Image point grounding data
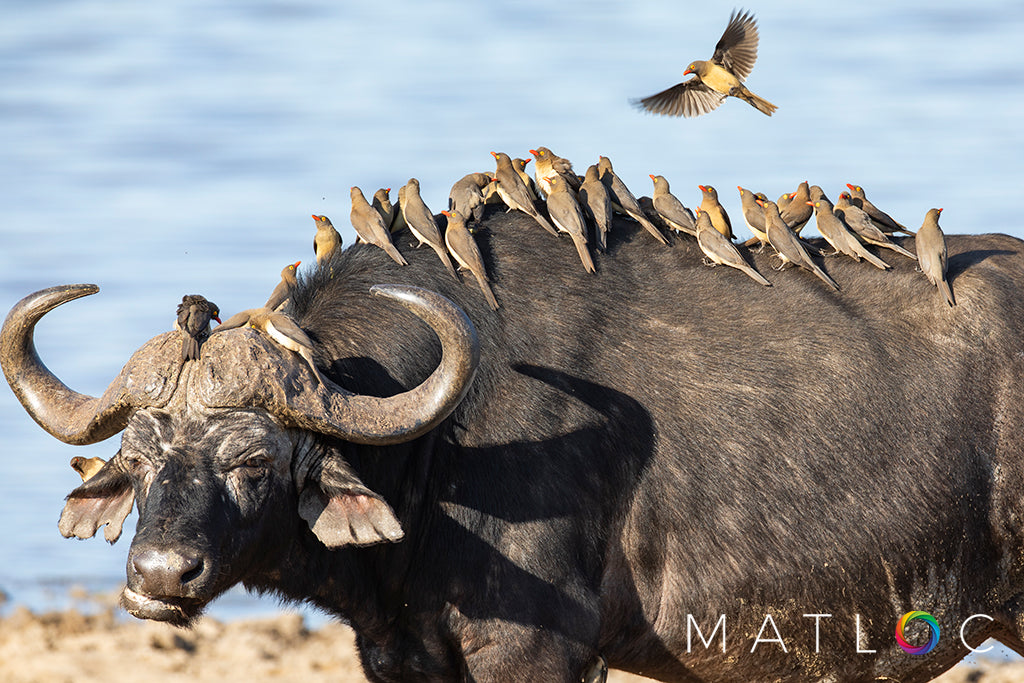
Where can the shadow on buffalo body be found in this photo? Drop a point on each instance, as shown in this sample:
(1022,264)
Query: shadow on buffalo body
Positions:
(528,541)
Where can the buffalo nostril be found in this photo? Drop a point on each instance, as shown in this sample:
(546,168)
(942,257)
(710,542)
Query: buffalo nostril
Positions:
(166,572)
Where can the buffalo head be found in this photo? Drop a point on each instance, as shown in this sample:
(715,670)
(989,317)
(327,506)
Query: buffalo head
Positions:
(214,449)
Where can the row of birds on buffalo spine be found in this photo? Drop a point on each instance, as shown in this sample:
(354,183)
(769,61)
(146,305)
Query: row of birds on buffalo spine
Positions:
(581,206)
(561,202)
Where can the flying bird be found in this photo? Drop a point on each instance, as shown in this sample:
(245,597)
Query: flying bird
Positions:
(715,79)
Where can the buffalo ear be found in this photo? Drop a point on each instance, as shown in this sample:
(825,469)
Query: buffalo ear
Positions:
(104,499)
(341,511)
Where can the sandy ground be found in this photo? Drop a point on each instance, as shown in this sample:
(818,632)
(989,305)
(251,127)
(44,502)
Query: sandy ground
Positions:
(73,647)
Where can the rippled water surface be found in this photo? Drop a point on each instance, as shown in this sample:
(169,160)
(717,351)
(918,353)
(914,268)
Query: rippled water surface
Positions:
(164,148)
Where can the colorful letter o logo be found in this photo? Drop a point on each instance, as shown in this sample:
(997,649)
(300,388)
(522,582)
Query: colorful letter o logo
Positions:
(933,630)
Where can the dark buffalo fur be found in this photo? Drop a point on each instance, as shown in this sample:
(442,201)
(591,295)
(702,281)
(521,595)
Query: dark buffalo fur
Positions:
(663,439)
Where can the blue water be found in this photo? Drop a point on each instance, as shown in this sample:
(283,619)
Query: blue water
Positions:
(165,148)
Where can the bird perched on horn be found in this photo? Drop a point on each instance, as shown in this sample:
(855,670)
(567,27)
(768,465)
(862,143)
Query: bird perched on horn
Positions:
(715,79)
(280,328)
(195,313)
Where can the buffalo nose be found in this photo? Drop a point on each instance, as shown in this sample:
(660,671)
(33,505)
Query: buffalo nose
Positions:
(166,572)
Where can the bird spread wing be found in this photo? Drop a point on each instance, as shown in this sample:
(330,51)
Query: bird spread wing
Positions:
(737,49)
(688,98)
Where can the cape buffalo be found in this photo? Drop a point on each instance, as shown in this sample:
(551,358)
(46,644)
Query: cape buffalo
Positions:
(667,465)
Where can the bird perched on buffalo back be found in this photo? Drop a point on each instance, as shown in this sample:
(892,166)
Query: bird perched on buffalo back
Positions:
(422,224)
(719,218)
(566,215)
(787,246)
(327,241)
(798,211)
(548,165)
(513,190)
(858,221)
(466,195)
(671,209)
(596,204)
(718,250)
(623,200)
(520,167)
(837,235)
(463,247)
(284,289)
(885,222)
(718,78)
(195,313)
(370,226)
(382,202)
(932,254)
(754,216)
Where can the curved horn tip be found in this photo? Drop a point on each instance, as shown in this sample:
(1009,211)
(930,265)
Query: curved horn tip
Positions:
(43,301)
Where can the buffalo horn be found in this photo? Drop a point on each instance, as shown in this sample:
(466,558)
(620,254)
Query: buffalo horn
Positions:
(75,418)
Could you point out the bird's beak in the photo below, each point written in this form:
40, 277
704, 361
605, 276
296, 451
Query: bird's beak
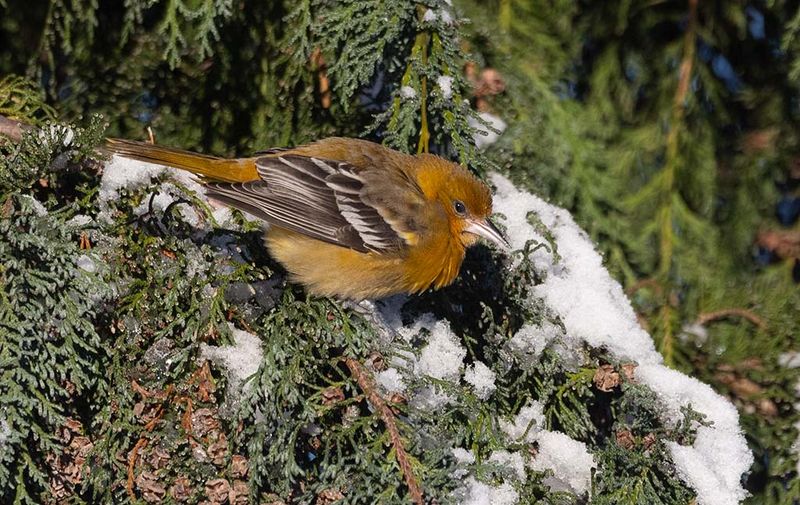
484, 228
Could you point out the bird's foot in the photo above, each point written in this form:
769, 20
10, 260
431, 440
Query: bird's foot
370, 311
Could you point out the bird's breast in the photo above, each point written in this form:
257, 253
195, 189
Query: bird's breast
330, 270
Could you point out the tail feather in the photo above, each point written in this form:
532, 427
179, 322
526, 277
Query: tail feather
209, 168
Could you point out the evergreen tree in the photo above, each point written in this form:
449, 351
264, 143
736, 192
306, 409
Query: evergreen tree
667, 128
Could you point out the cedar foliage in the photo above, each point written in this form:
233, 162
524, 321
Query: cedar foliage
667, 128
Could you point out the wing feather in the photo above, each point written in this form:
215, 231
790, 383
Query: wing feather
324, 199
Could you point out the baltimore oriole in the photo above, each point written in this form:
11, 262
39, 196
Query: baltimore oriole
349, 218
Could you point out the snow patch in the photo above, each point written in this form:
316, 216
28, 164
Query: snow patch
569, 460
391, 380
527, 424
478, 493
445, 83
408, 92
590, 303
714, 464
240, 360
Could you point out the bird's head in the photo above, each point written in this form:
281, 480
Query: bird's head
467, 202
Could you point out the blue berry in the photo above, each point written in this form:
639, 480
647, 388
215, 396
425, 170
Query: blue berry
764, 256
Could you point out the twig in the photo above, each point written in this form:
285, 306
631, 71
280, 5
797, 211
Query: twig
708, 317
132, 464
13, 129
367, 384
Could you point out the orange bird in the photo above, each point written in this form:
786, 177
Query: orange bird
349, 218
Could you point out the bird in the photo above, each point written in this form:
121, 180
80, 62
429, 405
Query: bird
348, 218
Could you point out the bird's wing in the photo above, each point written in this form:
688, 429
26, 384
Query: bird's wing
328, 200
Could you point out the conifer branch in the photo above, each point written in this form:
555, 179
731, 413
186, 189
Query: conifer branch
665, 215
12, 129
367, 384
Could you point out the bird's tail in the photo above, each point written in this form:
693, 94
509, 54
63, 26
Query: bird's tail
209, 168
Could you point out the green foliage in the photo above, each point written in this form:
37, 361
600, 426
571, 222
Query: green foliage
625, 112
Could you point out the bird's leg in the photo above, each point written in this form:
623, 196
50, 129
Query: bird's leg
370, 311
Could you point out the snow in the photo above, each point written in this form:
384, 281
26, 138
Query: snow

Work task:
All of the records need to be reproduced exactly, with each picture omitted.

Result of this exercise:
Where can the shadow on buffalo body be found in this photo? Drop a point on each instance, as shown in this sample:
(1022,264)
Query: shadow on buffalo body
Positions:
(528,541)
Where can the buffalo nostril be found in this photo? Drop a point on each instance, as shown in this sample:
(546,168)
(942,257)
(710,542)
Query: buffalo nostril
Positions:
(166,572)
Where can the buffalo head be found in this photo? Drop a point on each instance, as shown in this sample:
(715,670)
(989,317)
(327,506)
Query: buffalo head
Positions:
(214,449)
Where can the row of birds on buffalo spine be found in this photo? Drop a point on each instance, as shown in this sample:
(354,183)
(769,61)
(146,305)
Query: row of birds on buffalo spine
Positions:
(581,206)
(561,202)
Where can the flying bird be found in this photo? Drop a point on each instance, as shown in this sample:
(245,597)
Query: flying bird
Positions:
(715,79)
Where can the buffalo ear be found in this photo? Drop a point on each instance, as shown in this sample:
(825,469)
Query: buffalo ear
Positions:
(104,499)
(341,511)
Where can the sandy ground be found in this photo? Drop a point on each instance, as shown in this sample:
(818,632)
(989,305)
(251,127)
(44,502)
Query: sandy ground
Positions:
(73,647)
Where can the rippled water surface be found in this photo? Drop a point on each instance, as shown in this sample:
(169,160)
(717,351)
(918,353)
(914,268)
Query: rippled water surface
Positions:
(164,148)
Where can the colorful letter o logo be found in this photo? Drop a point on each instance, as shown in this sample:
(997,649)
(300,388)
(522,582)
Query: colorful letter o logo
Positions:
(933,630)
Where can the dark buffalo fur be found in this photo? Drop a point on each instance, as shown in this sample:
(442,201)
(591,295)
(702,281)
(521,595)
Query: dark buffalo fur
Positions:
(663,439)
Where can the blue water be found in this photo? Drop a point on each instance, as shown in this sample:
(283,619)
Query: blue water
Positions:
(165,148)
Where can the bird perched on horn be found in this photo? Drop a point on each instance, as shown in this sample:
(855,670)
(567,27)
(768,465)
(862,143)
Query: bird perched on horn
Positions:
(715,79)
(280,328)
(195,313)
Where can the buffalo nose be found in this photo? Drop a point on each instance, as shown in this sample:
(660,671)
(33,505)
Query: buffalo nose
Positions:
(166,572)
Where can the bird spread wing be found in this photo? Drop a point on each instance, as shown in this sample:
(330,51)
Query: bird spread wing
Positions:
(737,49)
(688,98)
Where can the cape buffalo be found in this photo? Drop a point on each instance, as shown in this sample:
(551,358)
(46,644)
Query: cape buffalo
Positions:
(667,465)
Where can the bird perched on buffalo back be found in this photo? Drop a point on each instance, as shown in this sample:
(892,166)
Query: bird perched on buffalo back
Positions:
(422,224)
(719,218)
(566,215)
(787,246)
(327,241)
(798,211)
(548,165)
(513,190)
(858,221)
(466,195)
(671,209)
(596,204)
(718,250)
(623,200)
(520,167)
(837,235)
(463,247)
(284,289)
(885,222)
(718,78)
(195,313)
(370,226)
(382,202)
(932,254)
(754,216)
Where can the curved horn tip be found in this photo? Drop a point on each instance, as shown in this sample:
(1009,211)
(930,265)
Query: curved horn tip
Positions:
(43,301)
Where can the buffalo horn be found in this photo? Drop a point on each instance, as shown in this sample:
(466,558)
(620,254)
Query: buffalo horn
Positions:
(75,418)
Could you point out the bird's beak in the photo below, each point written in this form:
40, 277
704, 361
605, 276
296, 451
Query: bird's beak
484, 228
Could you point out the bird's foot in the photo above, each point written in this form:
769, 20
10, 260
431, 440
Query: bird's foot
370, 311
Could you point out the bird's breast in the photo above, each point written in this form:
257, 253
195, 189
Query: bird's breast
330, 270
Could you point out the tail feather in the photo above, each point written in this form:
532, 427
179, 322
526, 277
Query: tail feather
209, 168
Could you point out the evergreen tree in the photo above, each point written in this form:
449, 351
264, 143
736, 192
306, 409
Query: evergreen tree
667, 128
Could you point out the cedar foliage in the photo above, each point written in this form:
233, 162
524, 321
Query: cedar foliage
667, 128
Could you point out the wing feather in the photo above, each point written in this form:
215, 231
790, 383
Query: wing feather
324, 199
Could you point out the baltimore oriole in the photo above, each point written in this form:
11, 262
39, 196
Query: baltimore oriole
349, 218
Could you point out the snow patch in the photo above, each point written in this form:
316, 216
28, 164
Query: snow patch
569, 460
391, 380
527, 424
478, 493
445, 83
408, 92
590, 303
714, 464
240, 360
Could you point out the bird's head in the photo above, each point written in this form:
281, 480
Query: bird's head
467, 202
Could you point out the blue berry in the photo above, each point written in this form:
639, 480
647, 388
215, 396
425, 170
Query: blue berry
764, 256
Could you point out the twig in the photo above, each point written in this form:
285, 306
631, 71
280, 5
797, 211
Query: twig
708, 317
132, 464
13, 129
367, 384
Could you point out the orange bird in the photo above, each point written in this form:
786, 177
Query: orange bird
349, 218
Could you point out the bird in the photo above, each point written in this form:
121, 180
80, 62
429, 405
Query: bird
348, 218
Could you point out the bird's wing in the photo above, each point written in this form:
688, 429
26, 384
Query: bird's wing
328, 200
Could you point out the conifer branch in the photo above, each point written in this form:
555, 179
731, 413
186, 189
Query: conifer branch
665, 215
12, 129
367, 384
Could you point out the bird's tail in the photo above, each point written in this form:
693, 94
509, 54
63, 26
Query: bird's tail
209, 168
Could you point out the green foliage in the photo above, each point written in this form:
37, 361
600, 426
571, 222
Query: green foliage
625, 112
Could you point out the bird's leg in the photo above, each point written in this form:
623, 196
50, 129
Query: bird's leg
370, 311
Could you point out the snow in the photo above, each point written in this form:
384, 281
26, 138
Query: snow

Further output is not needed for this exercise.